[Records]
==*==
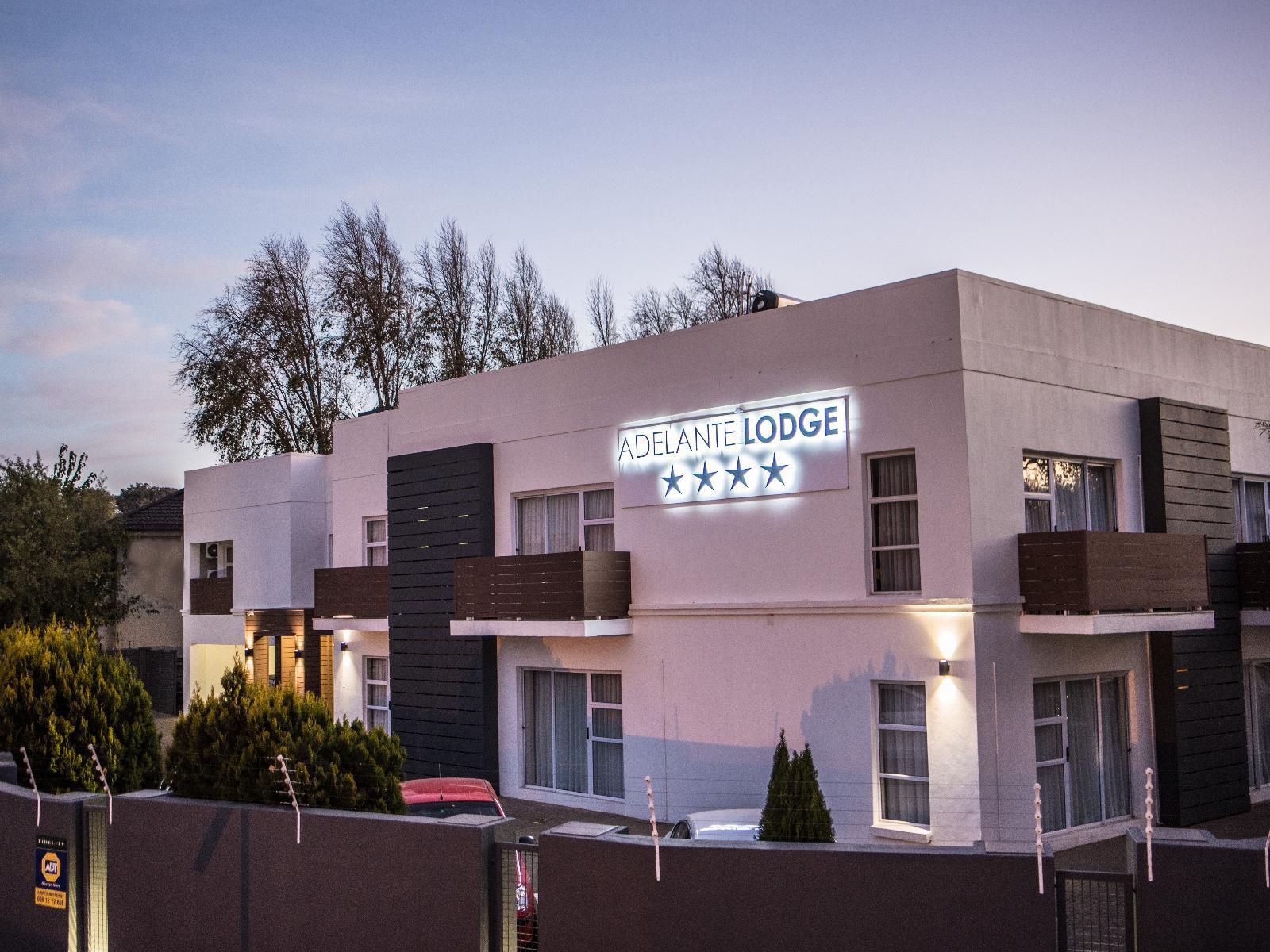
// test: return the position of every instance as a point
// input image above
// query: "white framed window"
(375, 693)
(565, 522)
(375, 541)
(572, 727)
(893, 539)
(903, 770)
(1251, 505)
(1083, 750)
(1062, 494)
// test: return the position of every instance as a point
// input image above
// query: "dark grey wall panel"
(1197, 676)
(444, 691)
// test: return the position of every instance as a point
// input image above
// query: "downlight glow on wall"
(768, 451)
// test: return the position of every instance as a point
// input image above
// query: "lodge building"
(958, 535)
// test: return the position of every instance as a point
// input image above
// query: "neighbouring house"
(962, 536)
(152, 638)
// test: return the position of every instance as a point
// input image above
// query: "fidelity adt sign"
(772, 451)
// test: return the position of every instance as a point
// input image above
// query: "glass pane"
(902, 704)
(897, 570)
(1115, 754)
(893, 476)
(1102, 499)
(902, 752)
(907, 801)
(1083, 743)
(1068, 495)
(609, 770)
(1053, 803)
(571, 731)
(1047, 700)
(1035, 474)
(895, 524)
(1049, 743)
(1037, 517)
(563, 524)
(606, 723)
(537, 729)
(597, 505)
(606, 689)
(600, 537)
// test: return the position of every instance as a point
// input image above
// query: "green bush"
(225, 748)
(795, 810)
(59, 693)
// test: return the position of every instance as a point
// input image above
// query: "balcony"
(1254, 582)
(356, 593)
(1113, 582)
(562, 594)
(211, 596)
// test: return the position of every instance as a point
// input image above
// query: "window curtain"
(563, 524)
(537, 729)
(1083, 743)
(571, 731)
(1115, 754)
(531, 526)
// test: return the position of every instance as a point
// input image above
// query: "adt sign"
(768, 451)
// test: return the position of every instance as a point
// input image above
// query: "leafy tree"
(59, 693)
(264, 363)
(59, 543)
(225, 748)
(795, 810)
(384, 334)
(140, 494)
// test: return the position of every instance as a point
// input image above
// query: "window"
(376, 692)
(893, 524)
(1068, 494)
(1083, 753)
(565, 522)
(573, 731)
(1250, 509)
(376, 541)
(903, 774)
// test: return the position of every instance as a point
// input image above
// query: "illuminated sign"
(768, 451)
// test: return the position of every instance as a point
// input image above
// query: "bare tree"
(384, 332)
(262, 363)
(601, 311)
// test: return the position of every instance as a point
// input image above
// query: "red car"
(440, 797)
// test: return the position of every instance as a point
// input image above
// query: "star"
(774, 473)
(672, 482)
(705, 479)
(738, 475)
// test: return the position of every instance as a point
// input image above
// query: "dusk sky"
(1117, 152)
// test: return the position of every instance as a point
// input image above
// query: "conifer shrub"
(59, 693)
(795, 810)
(225, 747)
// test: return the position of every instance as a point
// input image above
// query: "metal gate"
(514, 904)
(1095, 912)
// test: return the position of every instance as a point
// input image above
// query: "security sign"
(51, 873)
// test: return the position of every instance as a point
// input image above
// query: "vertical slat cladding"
(1197, 676)
(444, 691)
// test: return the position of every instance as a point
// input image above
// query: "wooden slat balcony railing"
(353, 592)
(556, 587)
(211, 596)
(1111, 571)
(1254, 575)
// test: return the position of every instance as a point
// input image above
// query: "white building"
(822, 505)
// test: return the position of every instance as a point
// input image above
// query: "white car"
(718, 824)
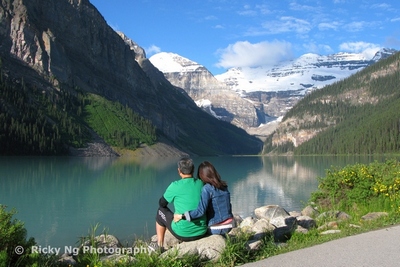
==*==
WORK TO DO: Locate every line in the entries that contains the string "building" and copy each one. Matching is case-sensitive.

EXERCISE ANSWER:
// query: "lodge building"
// query: "white building"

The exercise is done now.